> [Text shown]
Aug. 31, 2001
Volume XXXIV, No. 35



UTHSC programs highlighted at President's Council luncheon

Photo of Cigarroa, Briscoe, Straus, and Barshop (L-R) Dr. Francisco G. Cigarroa, Health Science Center president; Dolph Briscoe Jr., former governor of Texas; Joci Straus, president of the UTHSC Development Board; and Sam Barshop, former UT Regent and member of the Development Board, arrive at the Development Board meeting and President's Council luncheon.

The future of the Health Science Center has never looked brighter, according to members of the university's Development Board and President's Council.

"The Health Science Center has seen tremendous growth throughout the years," said Dolph Briscoe Jr., former governor of Texas and UTHSC Development Board member, as he addressed fellow board members during their Aug. 20 meeting held at the Omni Hotel.

"With six campuses — the Central Campus on Floyd Curl Drive, the North Campus down the road on Floyd Curl, the Texas Research Park Campus, the Regional Academic Health Center in Harlingen and Edinburg and the Laredo Campus — the Health Science Center is a regional institution without boundaries, providing education and health care to those who need it the most in South Texas. The university is poised to reach more people in need than ever in its history," Briscoe said. "We are well on our way to becoming one of the best in the world."

Jocelyn Straus, president of the Development Board, thanked the board members for their leadership in raising $90 million from the private sector over the past few years. Dr. Cigarroa then challenged the board to raise $300 million in the next five years for new research facilities, new degree and research programs, and the recruitment of new faculty and clinicians.

> [Supplied material]
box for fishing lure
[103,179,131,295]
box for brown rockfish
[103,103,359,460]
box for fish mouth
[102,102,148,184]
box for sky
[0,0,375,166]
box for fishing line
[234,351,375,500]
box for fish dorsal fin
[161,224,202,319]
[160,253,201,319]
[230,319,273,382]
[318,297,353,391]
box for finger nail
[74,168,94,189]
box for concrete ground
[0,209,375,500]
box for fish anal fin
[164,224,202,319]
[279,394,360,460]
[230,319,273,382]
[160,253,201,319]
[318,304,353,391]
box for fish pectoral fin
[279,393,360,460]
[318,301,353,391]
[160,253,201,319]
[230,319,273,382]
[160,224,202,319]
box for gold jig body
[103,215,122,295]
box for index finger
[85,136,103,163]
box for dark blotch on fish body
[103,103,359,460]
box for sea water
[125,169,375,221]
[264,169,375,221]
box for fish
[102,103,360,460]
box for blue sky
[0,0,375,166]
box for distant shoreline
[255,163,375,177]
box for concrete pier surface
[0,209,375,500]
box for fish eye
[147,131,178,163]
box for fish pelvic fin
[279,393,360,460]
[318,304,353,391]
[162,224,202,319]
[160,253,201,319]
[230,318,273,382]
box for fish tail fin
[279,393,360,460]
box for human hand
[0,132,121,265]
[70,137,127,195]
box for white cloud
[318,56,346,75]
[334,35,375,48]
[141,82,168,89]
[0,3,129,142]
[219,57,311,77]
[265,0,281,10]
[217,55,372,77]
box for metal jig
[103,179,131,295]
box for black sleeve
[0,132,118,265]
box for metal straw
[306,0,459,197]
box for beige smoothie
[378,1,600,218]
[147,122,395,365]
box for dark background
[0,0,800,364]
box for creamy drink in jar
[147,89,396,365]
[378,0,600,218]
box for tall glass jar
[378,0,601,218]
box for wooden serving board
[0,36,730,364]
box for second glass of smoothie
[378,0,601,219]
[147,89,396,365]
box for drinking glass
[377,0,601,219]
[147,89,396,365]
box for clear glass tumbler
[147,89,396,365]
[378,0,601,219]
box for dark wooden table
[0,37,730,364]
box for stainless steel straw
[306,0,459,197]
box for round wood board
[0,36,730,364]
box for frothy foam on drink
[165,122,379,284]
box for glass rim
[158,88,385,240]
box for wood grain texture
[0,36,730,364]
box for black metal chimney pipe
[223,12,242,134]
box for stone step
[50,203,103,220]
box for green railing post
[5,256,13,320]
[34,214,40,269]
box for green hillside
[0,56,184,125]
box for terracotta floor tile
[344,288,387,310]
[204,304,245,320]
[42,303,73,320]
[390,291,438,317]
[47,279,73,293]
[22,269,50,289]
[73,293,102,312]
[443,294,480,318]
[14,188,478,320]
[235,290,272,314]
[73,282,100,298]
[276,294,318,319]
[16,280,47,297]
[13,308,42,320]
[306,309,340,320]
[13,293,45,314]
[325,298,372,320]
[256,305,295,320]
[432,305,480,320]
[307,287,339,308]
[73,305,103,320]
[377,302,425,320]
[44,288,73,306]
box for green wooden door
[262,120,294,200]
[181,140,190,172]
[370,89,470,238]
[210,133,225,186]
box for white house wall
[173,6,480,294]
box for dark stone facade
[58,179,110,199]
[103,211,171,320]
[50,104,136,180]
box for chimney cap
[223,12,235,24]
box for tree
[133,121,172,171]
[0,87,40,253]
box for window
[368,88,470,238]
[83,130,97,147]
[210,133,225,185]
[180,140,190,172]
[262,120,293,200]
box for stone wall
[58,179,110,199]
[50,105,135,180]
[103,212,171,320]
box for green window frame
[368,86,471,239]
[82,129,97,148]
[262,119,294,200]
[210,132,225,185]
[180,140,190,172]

> [Exercise set]
1. Could you print the stretch of the UTHSC article from "UTHSC programs highlighted" through "the Omni Hotel.", word for word?
2. In the UTHSC article, what was the $300 million that Dr. Cigarroa challenged the board to raise meant to pay for? Answer in one to three sentences.
The data after the UTHSC article is separate material.

> [Outputs for the tasks]
1.
UTHSC programs highlighted at President's Council luncheon

Photo of Cigarroa, Briscoe, Straus, and Barshop (L-R) Dr. Francisco G. Cigarroa, Health Science Center president; Dolph Briscoe Jr., former governor of Texas; Joci Straus, president of the UTHSC Development Board; and Sam Barshop, former UT Regent and member of the Development Board, arrive at the Development Board meeting and President's Council luncheon.

The future of the Health Science Center has never looked brighter, according to members of the university's Development Board and President's Council.

"The Health Science Center has seen tremendous growth throughout the years," said Dolph Briscoe Jr., former governor of Texas and UTHSC Development Board member, as he addressed fellow board members during their Aug. 20 meeting held at the Omni Hotel.

2. The $300 million, to be raised over the next five years, was meant for new research facilities and new degree and research programs. It was also meant for recruiting new faculty and clinicians.